### Exercise inputs
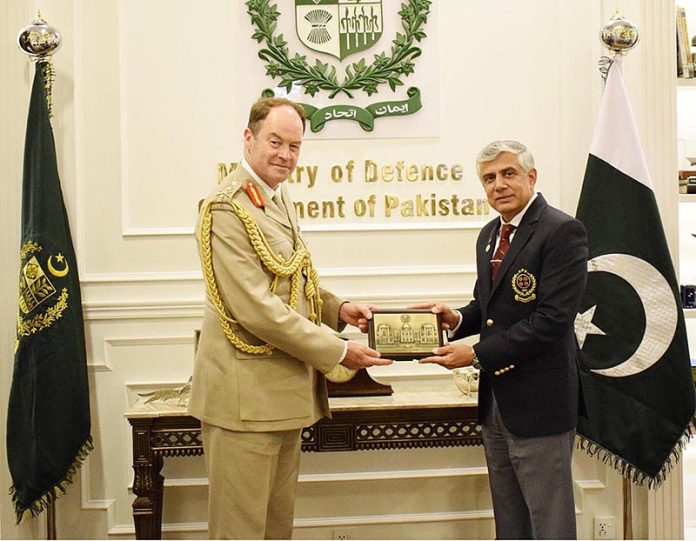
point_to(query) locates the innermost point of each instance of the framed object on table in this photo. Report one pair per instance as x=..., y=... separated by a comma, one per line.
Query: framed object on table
x=404, y=335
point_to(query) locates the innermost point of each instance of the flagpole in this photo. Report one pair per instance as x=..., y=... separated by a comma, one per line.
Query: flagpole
x=620, y=35
x=40, y=41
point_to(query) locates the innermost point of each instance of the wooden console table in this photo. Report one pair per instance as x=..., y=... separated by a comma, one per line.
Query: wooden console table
x=401, y=421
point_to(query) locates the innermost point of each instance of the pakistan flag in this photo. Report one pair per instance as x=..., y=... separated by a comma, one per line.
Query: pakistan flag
x=634, y=358
x=48, y=422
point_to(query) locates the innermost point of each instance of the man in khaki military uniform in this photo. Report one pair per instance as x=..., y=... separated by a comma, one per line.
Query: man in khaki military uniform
x=258, y=377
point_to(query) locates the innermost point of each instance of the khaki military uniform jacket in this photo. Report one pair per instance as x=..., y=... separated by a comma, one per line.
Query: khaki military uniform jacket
x=282, y=390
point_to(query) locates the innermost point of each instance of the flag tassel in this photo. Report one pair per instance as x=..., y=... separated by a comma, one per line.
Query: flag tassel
x=41, y=503
x=631, y=472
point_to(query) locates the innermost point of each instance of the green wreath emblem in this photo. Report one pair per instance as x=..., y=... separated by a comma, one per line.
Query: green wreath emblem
x=386, y=69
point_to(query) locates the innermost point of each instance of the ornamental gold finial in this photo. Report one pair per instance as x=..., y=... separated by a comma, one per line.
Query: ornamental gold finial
x=39, y=40
x=619, y=35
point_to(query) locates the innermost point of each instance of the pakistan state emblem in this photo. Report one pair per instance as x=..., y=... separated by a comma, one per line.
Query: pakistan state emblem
x=340, y=29
x=40, y=303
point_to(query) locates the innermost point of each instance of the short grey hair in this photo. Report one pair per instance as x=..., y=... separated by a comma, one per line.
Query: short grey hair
x=492, y=150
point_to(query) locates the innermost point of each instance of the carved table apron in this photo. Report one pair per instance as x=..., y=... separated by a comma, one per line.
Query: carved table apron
x=401, y=421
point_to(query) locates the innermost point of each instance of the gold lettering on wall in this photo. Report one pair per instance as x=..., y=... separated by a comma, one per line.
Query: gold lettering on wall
x=425, y=206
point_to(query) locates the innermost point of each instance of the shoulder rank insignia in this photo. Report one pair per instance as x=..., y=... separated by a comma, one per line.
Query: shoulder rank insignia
x=255, y=195
x=524, y=285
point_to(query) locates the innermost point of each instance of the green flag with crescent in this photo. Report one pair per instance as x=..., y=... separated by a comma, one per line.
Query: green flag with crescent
x=633, y=357
x=48, y=420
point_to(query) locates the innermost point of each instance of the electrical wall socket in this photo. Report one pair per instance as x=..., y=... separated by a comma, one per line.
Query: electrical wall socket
x=342, y=534
x=605, y=528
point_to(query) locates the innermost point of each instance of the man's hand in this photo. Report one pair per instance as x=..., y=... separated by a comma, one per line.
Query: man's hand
x=452, y=356
x=356, y=314
x=450, y=318
x=360, y=356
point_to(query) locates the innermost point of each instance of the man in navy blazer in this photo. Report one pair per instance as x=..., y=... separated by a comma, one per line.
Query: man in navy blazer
x=529, y=393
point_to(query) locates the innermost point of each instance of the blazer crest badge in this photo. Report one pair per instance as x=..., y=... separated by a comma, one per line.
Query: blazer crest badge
x=524, y=286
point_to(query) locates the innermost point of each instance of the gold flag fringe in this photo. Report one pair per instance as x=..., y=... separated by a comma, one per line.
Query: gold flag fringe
x=41, y=503
x=631, y=472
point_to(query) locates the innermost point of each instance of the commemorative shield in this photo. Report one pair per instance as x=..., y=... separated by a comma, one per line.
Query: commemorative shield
x=338, y=27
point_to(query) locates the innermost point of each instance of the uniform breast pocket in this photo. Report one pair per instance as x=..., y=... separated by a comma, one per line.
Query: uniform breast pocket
x=274, y=388
x=281, y=246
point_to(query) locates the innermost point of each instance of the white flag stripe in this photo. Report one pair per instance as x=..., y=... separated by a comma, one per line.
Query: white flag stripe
x=616, y=137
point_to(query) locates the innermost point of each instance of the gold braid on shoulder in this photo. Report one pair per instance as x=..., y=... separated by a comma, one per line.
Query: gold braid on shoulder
x=299, y=262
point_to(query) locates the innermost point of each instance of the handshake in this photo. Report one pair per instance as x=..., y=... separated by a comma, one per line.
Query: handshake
x=413, y=333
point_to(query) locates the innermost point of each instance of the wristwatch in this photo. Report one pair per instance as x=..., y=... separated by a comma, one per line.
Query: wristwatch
x=477, y=363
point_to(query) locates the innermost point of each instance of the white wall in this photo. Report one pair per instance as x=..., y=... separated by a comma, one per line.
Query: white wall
x=147, y=102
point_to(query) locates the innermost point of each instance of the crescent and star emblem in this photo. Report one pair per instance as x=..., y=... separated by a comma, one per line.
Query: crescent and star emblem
x=60, y=258
x=661, y=312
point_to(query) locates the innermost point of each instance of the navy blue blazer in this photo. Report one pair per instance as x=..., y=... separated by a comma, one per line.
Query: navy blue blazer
x=525, y=320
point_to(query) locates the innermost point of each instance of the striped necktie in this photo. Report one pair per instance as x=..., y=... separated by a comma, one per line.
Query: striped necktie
x=503, y=246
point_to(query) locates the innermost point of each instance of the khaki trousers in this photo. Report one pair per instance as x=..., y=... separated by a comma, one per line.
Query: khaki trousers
x=252, y=480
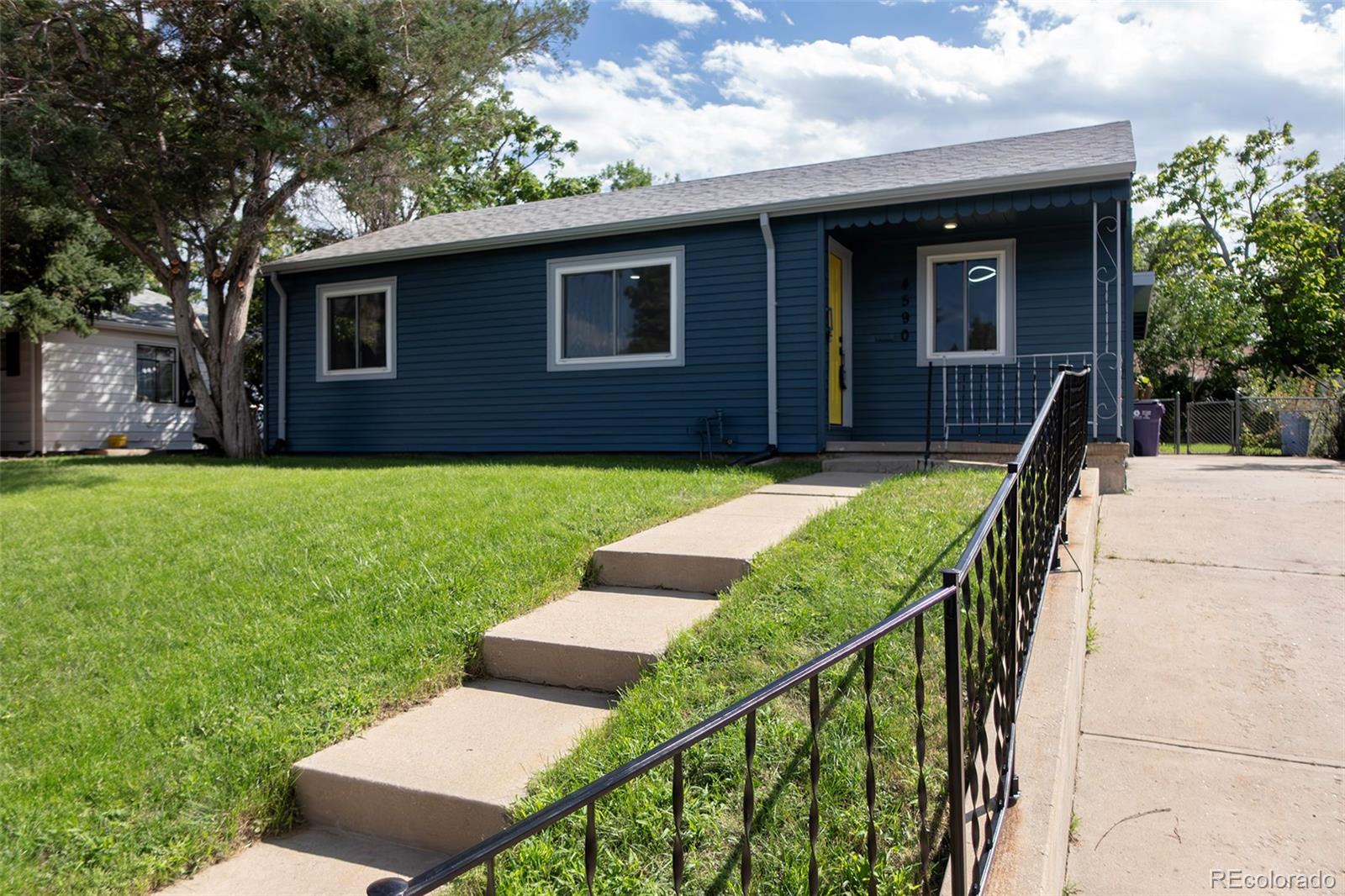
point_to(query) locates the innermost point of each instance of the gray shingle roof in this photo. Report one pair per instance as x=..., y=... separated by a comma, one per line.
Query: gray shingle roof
x=1042, y=159
x=147, y=308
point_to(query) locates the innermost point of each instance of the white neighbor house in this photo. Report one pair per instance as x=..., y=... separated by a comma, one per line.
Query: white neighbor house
x=71, y=392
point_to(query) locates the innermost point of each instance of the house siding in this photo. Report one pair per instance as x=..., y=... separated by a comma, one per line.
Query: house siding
x=89, y=392
x=472, y=350
x=471, y=356
x=17, y=401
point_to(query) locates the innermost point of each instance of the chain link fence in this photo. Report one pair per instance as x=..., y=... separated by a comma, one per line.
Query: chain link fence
x=1266, y=425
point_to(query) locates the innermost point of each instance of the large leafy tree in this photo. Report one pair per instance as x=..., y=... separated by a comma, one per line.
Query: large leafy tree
x=186, y=128
x=1199, y=322
x=1300, y=277
x=1247, y=255
x=58, y=268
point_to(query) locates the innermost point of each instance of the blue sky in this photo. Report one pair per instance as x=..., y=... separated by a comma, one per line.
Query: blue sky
x=716, y=87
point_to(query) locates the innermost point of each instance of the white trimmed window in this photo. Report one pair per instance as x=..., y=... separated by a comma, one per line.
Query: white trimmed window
x=156, y=374
x=616, y=311
x=968, y=303
x=356, y=329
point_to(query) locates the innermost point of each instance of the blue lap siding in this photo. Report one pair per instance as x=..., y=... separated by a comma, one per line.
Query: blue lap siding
x=471, y=340
x=471, y=356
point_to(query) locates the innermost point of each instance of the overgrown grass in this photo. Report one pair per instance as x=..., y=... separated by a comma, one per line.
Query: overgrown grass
x=174, y=633
x=844, y=572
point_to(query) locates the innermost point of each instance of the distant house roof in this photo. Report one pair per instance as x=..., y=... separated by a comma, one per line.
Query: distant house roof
x=1058, y=158
x=147, y=309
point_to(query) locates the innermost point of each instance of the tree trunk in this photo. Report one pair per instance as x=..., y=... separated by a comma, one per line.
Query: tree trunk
x=214, y=366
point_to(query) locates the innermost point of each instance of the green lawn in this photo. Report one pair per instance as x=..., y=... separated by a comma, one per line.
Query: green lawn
x=174, y=633
x=844, y=572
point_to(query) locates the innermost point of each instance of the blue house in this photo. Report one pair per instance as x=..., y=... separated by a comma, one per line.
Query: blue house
x=878, y=303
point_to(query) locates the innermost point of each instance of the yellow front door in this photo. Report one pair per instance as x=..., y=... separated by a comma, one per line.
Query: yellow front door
x=836, y=342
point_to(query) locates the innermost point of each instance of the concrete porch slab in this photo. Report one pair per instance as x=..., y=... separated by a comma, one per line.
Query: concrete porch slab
x=838, y=485
x=315, y=862
x=443, y=775
x=596, y=640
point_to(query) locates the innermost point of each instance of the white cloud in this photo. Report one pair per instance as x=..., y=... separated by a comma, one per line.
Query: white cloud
x=688, y=13
x=746, y=13
x=1179, y=71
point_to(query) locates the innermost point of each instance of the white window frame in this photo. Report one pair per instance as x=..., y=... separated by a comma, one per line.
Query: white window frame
x=351, y=287
x=556, y=271
x=171, y=346
x=1006, y=304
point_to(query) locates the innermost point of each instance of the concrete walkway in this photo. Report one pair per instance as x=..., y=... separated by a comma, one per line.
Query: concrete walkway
x=1214, y=716
x=439, y=777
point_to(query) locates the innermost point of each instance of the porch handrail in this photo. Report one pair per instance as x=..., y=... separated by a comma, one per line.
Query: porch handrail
x=1000, y=397
x=1005, y=562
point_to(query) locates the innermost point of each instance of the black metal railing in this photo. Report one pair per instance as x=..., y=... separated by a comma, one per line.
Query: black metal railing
x=989, y=604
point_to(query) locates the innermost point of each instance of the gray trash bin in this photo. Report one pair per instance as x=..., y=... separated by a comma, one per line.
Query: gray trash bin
x=1293, y=434
x=1149, y=421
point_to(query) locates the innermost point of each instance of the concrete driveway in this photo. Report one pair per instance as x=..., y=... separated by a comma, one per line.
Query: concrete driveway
x=1214, y=717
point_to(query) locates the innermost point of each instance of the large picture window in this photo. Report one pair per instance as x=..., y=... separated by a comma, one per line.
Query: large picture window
x=616, y=311
x=968, y=303
x=356, y=329
x=156, y=374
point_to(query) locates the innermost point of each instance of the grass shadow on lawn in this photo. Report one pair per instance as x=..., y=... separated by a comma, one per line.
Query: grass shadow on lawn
x=177, y=630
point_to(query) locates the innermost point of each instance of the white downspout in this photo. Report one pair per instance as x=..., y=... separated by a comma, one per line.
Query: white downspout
x=773, y=427
x=280, y=381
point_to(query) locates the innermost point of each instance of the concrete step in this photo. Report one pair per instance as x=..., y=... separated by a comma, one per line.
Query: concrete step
x=857, y=463
x=599, y=638
x=314, y=862
x=709, y=551
x=443, y=775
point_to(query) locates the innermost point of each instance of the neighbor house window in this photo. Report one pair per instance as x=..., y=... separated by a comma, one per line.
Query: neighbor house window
x=156, y=374
x=356, y=329
x=616, y=311
x=968, y=302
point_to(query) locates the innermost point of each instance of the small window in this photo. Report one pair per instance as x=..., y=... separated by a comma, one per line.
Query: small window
x=616, y=311
x=356, y=329
x=156, y=374
x=968, y=303
x=11, y=354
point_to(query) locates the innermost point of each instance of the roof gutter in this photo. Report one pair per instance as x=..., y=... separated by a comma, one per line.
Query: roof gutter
x=923, y=192
x=280, y=356
x=771, y=383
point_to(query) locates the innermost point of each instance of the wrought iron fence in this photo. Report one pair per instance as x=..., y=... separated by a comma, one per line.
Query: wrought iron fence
x=995, y=398
x=989, y=604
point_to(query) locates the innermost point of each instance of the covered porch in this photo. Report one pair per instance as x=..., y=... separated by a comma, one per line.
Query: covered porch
x=947, y=320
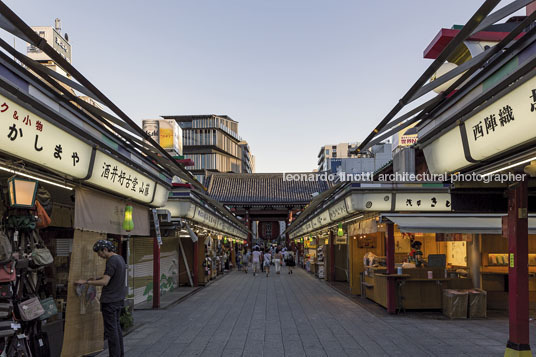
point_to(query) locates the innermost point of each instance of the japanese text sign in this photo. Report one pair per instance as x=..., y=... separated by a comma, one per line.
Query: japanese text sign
x=113, y=175
x=507, y=122
x=32, y=138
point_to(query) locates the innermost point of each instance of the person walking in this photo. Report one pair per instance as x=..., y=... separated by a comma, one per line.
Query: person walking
x=256, y=261
x=245, y=260
x=239, y=260
x=267, y=261
x=290, y=261
x=277, y=261
x=112, y=296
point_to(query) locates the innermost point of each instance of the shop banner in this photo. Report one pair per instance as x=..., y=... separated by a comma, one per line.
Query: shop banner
x=32, y=138
x=99, y=212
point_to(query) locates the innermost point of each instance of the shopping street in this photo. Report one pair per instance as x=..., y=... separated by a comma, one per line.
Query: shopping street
x=298, y=315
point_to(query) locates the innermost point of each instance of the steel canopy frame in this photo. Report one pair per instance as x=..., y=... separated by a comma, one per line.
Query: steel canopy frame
x=12, y=23
x=479, y=21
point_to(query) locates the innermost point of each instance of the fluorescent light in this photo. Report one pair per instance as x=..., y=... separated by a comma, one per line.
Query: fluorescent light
x=509, y=166
x=34, y=178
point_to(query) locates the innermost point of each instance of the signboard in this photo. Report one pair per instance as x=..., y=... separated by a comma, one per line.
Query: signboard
x=405, y=137
x=338, y=211
x=341, y=240
x=115, y=176
x=157, y=226
x=423, y=202
x=453, y=237
x=507, y=122
x=502, y=125
x=166, y=132
x=36, y=140
x=369, y=202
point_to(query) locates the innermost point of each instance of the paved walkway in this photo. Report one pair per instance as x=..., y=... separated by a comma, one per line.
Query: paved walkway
x=298, y=315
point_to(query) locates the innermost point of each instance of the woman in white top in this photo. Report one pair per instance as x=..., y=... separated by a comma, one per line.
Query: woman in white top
x=267, y=259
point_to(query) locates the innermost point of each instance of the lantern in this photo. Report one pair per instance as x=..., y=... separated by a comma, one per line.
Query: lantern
x=21, y=192
x=128, y=223
x=340, y=231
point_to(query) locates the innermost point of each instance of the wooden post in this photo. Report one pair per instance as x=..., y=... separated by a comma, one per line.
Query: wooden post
x=518, y=274
x=196, y=263
x=390, y=256
x=156, y=274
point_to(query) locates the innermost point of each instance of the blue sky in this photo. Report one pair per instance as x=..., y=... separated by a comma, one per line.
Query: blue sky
x=296, y=74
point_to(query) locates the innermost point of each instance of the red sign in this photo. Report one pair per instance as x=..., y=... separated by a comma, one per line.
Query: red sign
x=269, y=230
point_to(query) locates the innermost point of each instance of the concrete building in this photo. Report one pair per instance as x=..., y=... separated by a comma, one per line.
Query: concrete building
x=336, y=159
x=57, y=40
x=248, y=163
x=212, y=142
x=333, y=151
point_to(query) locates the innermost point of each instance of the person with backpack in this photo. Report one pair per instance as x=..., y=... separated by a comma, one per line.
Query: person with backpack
x=267, y=261
x=112, y=296
x=290, y=261
x=245, y=260
x=256, y=260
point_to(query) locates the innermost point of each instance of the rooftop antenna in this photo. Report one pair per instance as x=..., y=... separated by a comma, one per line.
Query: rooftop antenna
x=57, y=25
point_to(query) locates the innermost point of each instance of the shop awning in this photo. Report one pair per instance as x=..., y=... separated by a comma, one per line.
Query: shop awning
x=452, y=222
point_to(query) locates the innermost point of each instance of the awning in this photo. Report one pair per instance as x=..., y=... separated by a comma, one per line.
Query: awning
x=451, y=222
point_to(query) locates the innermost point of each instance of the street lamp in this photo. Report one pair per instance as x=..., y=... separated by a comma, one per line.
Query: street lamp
x=128, y=223
x=21, y=192
x=340, y=231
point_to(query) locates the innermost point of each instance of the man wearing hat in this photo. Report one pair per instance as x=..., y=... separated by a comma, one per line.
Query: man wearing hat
x=112, y=296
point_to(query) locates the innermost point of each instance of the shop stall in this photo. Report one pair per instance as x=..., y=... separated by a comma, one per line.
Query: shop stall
x=210, y=235
x=349, y=218
x=96, y=176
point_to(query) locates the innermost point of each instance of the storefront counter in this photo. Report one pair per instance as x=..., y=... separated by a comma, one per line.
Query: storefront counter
x=413, y=288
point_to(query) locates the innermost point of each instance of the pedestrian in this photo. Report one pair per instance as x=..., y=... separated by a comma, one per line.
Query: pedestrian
x=245, y=260
x=261, y=257
x=267, y=261
x=277, y=261
x=239, y=260
x=112, y=296
x=290, y=262
x=256, y=260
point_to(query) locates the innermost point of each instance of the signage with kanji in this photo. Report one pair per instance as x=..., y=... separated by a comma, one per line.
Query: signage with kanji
x=407, y=201
x=32, y=138
x=507, y=122
x=115, y=176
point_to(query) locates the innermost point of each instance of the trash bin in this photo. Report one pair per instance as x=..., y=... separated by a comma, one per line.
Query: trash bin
x=455, y=303
x=477, y=299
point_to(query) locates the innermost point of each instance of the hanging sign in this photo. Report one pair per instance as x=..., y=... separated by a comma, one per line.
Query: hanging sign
x=115, y=176
x=409, y=201
x=506, y=123
x=338, y=211
x=157, y=226
x=34, y=139
x=364, y=201
x=341, y=240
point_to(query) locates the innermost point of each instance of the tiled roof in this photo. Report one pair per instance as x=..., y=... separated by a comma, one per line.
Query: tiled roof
x=231, y=188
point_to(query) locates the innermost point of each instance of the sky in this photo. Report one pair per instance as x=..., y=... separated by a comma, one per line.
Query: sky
x=295, y=74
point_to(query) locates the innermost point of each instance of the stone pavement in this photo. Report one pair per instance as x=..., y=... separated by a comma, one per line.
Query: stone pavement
x=299, y=315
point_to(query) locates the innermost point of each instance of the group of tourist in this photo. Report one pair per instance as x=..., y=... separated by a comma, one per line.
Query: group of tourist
x=262, y=258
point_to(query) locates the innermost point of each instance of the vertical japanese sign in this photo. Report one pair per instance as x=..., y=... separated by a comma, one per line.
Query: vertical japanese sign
x=157, y=226
x=113, y=175
x=36, y=140
x=423, y=202
x=507, y=122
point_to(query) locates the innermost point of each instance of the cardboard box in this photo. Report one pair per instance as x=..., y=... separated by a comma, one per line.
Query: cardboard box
x=455, y=303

### Task
Give back exactly the lines above that run from the one with "the white wall" to the one with "of the house", including both, with the pictures left out.

### The completed task
point_to(query) locates the innermost point of each instance of the white wall in this photo. Report one pair per instance as x=..., y=... separated by a comma, one per line.
Query: white wall
x=147, y=102
point_to(query) locates the innermost point of each instance of the crescent and star emblem in this photo. Report one pair per instance as x=..., y=... separated by a comma, one per line.
Query: crescent and star emblem
x=60, y=258
x=661, y=312
point_to(query) locates the innermost point of each instance of the navy blue blazer in this photo. Report one pair per instance as x=..., y=... separated by a comma, one per line.
Query: navy blue blazer
x=525, y=320
point_to(query) locates the innermost point of each instance of the striped necktie in this photo. Report one pair per instance as x=..., y=... separated by a comma, one per line.
Query: striped necktie
x=503, y=246
point_to(query) locates the innermost point of each instance of the khaki trousers in this photo. Report one pair per instance as x=..., y=... separated by a comma, one per line.
Query: khaki trousers
x=252, y=480
point_to(query) locates the innermost point of each instance of the gray shingle roof in this photo. Report one pair per instance as x=..., y=... separated by a comma, one per line.
Query: gray shingle roof
x=1042, y=159
x=147, y=308
point_to(query) locates the innermost point of each instance of the white neighbor house in this photo. Report one pair per instance as x=..., y=... separated by a comma, one per line.
Query: white neighbor house
x=71, y=392
point_to(query) locates the innermost point of each instance of the house siding in this photo. Report one pair per instance as x=..., y=... separated by a comma, one per line.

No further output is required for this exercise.